▸ Text passage

=-=-=

Introduction
Background
Although tibial plateau fracture was originally termed a bumper or fender fracture, only 25% of tibial plateau fractures result from impact with automobile bumpers. The most common mechanism of injury involves axial loading, such as results from a fall. Other patterns of injury result from laterally directed forces or from a twisting injury. In all cases, force is directed from the femoral condyles onto the medial and lateral portions of the tibial plateau, resulting in fracture. In younger patients, the most common pattern of fracture is splitting, while in older, more osteoporotic patients, depression fractures typically are sustained.
Soft tissue injuries (eg, to cruciate and collateral ligaments) occur in approximately 10% of patients. In particular, medial plateau injuries may result in fracture of the fibular head, which may injure the peroneal nerve or may be associated with popliteal artery occlusion. Patients may present with a knee effusion, pain, and joint stiffness. Finally, although severe fractures often are repaired surgically, both operatively and nonoperatively treated fractures are at risk of developing posttraumatic osteoarthritis as a result of ligamentous injuries with resultant instability as well as articular discongruities, biomechanical alteration of normal compressive forces, and cartilage damage.
Pathophysiology
Varus stresses tend to be less common than valgus stresses due to the inherent valgus carrying angle of the knee and protection by the opposite extremity. Coupled with the fact that the medial plateau of the tibia is stronger than the lateral, fractures of the lateral plateau are much more common than the medial. To injure the medial plateau requires a large amount of force, and fractures of the medial plateau usually are seen in conjunction with fractures of the lateral plateau and other bones about the knee joint, as well as the supporting structures. In particular, forces that result in fractures of the lateral plateau (75-80% of fractures) are directed medially and also may result in disruption of the anterior cruciate ligament or the medial collateral ligament.
Since laterally directed forces that cause medial plateau injuries (5-10% of fractures) tend to be much more violent, additional soft tissue structures tend to be injured, including the posterior cruciate ligament, popliteal artery, or lateral stabilization complex of the knee. Pure axial injuries may result in a blend of these soft tissue injuries. Only 5-10% of proximal tibia fractures involve the simultaneous fracture of the medial and lateral plateaus and may result in a combination of soft tissue injuries, depending on the nature of the complex and the severity of forces required to injure both sides of the tibial plateau.

=-=-=

▸ Excerpted records

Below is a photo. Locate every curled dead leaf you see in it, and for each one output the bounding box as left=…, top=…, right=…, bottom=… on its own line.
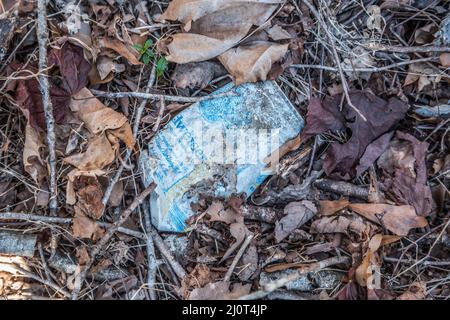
left=189, top=281, right=252, bottom=300
left=349, top=203, right=428, bottom=236
left=98, top=38, right=142, bottom=65
left=311, top=216, right=368, bottom=236
left=23, top=124, right=47, bottom=186
left=158, top=2, right=277, bottom=63
left=275, top=200, right=317, bottom=243
left=319, top=198, right=350, bottom=216
left=72, top=206, right=105, bottom=241
left=219, top=41, right=289, bottom=85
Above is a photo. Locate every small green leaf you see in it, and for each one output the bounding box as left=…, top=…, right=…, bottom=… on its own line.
left=142, top=54, right=152, bottom=64
left=144, top=39, right=153, bottom=49
left=133, top=44, right=144, bottom=53
left=156, top=57, right=169, bottom=77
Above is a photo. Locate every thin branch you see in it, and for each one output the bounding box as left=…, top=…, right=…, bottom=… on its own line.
left=102, top=64, right=156, bottom=206
left=91, top=89, right=236, bottom=103
left=223, top=234, right=253, bottom=281
left=72, top=184, right=156, bottom=300
left=364, top=43, right=450, bottom=53
left=37, top=0, right=58, bottom=215
left=239, top=256, right=350, bottom=300
left=303, top=0, right=367, bottom=121
left=289, top=57, right=438, bottom=72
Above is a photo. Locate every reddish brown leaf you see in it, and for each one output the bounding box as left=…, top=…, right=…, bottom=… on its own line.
left=378, top=131, right=432, bottom=216
left=319, top=198, right=350, bottom=216
left=275, top=200, right=317, bottom=243
left=48, top=41, right=91, bottom=94
left=303, top=92, right=408, bottom=179
left=349, top=203, right=428, bottom=236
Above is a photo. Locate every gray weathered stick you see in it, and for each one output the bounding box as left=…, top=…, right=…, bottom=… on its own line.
left=37, top=0, right=58, bottom=215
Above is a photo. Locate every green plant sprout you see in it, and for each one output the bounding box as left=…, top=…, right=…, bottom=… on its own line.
left=133, top=39, right=169, bottom=77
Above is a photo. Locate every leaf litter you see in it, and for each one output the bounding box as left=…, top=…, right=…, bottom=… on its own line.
left=0, top=0, right=450, bottom=300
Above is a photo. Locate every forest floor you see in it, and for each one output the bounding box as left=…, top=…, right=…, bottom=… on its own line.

=-=-=

▸ Work instruction 1
List every factor that the tibial plateau fracture text names as causing posttraumatic osteoarthritis.
▸ Work instruction 2
Write what comes next in the tibial plateau fracture text, starting after its last sentence.

▸ Final answer 1
- Ligamentous injuries with resultant instability
- Articular discongruities
- Biomechanical alteration of normal compressive forces
- Cartilage damage

▸ Final answer 2
Frequency
United States
The incidence of tibial plateau fractures is unknown. Millions of fractures occur in the United States each year. Of these, approximately 1% are estimated to involve the tibial plateau.
International
The international incidence of this fracture is unknown. Fractures of the tibial plateau are estimated to comprise approximately 1% of all fractures.
Mortality/Morbidity
Fractures of the tibial plateau commonly occur in conjunction with other injuries resulting from a fall or motor vehicle accident. Isolated fractures of the tibia are not fatal but may be associated with injuries to nearby structures, including the popliteal artery, ligaments, peroneal nerve, soft tissues, and menisci.
The goal of therapy is to reduce the fracture and begin early mobilization. If the patient is immobilized for a lengthy period (>3 wk), the joint will not return to full range of motion. Depression of a tibial plateau that is inadequately corrected results in a varus or valgus deformity and accelerated osteoarthritis. Unappreciated ligamentous injury causes greater than normal stress on the remaining support structures of the joint, malalignment, and the development of premature osteoarthritis.
As a result of bony fragmentation and depression at the tibial plateau, along with forces applied at the time of injury by the femoral condyles, the menisci are prone particularly to injury, and they often detach. Collateral and cruciate ligaments may be damaged by this mechanism as well. Occasionally, the tibial tubercle may avulse.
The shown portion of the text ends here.